━━━ Page excerpt

This is quite complex...

First you want to identify groups of customers. That is all customers who were directly or indirectly related. With customer pairs A/B, B/C, D/E, D/F, G/A, H/A, H/F you'd have just one single group for instance. In SQL this requires a recursive query.

SQL Server lacks a cycle detection in recursive queries. So from customers A/B you'd get to all pairs containing A or B, which is B/C, A/B G/A, H/A, and A/B itself for that matter. Even, if we detect this direct circle (same pair), we'd go on with B/C looking for all records that contain B or C. And one of these is A/B again and once more we are in a cycle. One way to deal with this is to build a string of yet visited customers and not visit them again.

Our result is all cutomers with all directly or indirectly connected other customers. Using aggregation, we can take the minimum partner per customer and use this as a group key. In above example all customers are related to A, so A is all their minimum partner, showing that all belong to the same group. If we add two records X/Y and Z/-, then we have two more groups: X and Y belonging to the X group, and Z belonging to the Z group.

━━━━━━
━━━ Data extracts

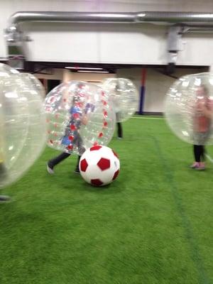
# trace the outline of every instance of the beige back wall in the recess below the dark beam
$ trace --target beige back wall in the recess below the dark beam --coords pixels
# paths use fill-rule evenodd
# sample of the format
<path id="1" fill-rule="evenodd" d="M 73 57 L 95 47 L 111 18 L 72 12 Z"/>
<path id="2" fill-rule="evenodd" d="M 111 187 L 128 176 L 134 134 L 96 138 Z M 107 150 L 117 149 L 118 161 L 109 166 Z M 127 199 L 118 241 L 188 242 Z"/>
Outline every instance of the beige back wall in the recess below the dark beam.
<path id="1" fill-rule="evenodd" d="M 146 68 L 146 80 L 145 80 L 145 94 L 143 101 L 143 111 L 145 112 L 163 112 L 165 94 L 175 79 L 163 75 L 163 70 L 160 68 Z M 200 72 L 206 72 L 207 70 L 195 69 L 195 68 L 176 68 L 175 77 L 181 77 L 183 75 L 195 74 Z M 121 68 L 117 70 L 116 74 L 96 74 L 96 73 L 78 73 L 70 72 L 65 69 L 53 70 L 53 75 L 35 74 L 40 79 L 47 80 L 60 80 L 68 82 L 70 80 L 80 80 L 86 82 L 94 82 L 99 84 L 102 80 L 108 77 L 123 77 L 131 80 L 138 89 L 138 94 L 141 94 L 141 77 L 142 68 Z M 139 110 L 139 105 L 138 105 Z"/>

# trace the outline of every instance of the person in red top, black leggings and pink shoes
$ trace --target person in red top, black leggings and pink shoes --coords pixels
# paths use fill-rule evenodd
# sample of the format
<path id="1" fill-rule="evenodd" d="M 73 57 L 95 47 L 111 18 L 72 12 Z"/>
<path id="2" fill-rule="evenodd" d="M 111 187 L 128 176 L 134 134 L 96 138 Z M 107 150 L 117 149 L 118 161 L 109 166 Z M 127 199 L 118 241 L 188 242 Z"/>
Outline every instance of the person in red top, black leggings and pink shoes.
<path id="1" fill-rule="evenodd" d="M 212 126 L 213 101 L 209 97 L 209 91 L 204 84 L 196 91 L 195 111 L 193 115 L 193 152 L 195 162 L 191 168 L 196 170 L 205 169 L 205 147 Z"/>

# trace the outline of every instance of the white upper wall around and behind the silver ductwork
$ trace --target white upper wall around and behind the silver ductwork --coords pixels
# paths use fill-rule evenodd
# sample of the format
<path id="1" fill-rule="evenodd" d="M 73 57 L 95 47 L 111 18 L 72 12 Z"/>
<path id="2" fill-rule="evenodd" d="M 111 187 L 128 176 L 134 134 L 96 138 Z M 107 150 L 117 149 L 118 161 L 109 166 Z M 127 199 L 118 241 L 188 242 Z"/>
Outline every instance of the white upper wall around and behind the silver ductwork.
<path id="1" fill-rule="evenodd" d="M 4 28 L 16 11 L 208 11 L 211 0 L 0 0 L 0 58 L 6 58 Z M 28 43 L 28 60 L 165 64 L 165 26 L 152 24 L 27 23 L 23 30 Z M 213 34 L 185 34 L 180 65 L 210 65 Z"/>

━━━━━━

Work item: Revise the customer-grouping explanation from "SQL Server lacks" to "the Z group.", replacing "cycle" with "loop" throughout.

Output for this exercise:
SQL Server lacks a loop detection in recursive queries. So from customers A/B you'd get to all pairs containing A or B, which is B/C, A/B G/A, H/A, and A/B itself for that matter. Even, if we detect this direct circle (same pair), we'd go on with B/C looking for all records that contain B or C. And one of these is A/B again and once more we are in a loop. One way to deal with this is to build a string of yet visited customers and not visit them again.

Our result is all cutomers with all directly or indirectly connected other customers. Using aggregation, we can take the minimum partner per customer and use this as a group key. In above example all customers are related to A, so A is all their minimum partner, showing that all belong to the same group. If we add two records X/Y and Z/-, then we have two more groups: X and Y belonging to the X group, and Z belonging to the Z group.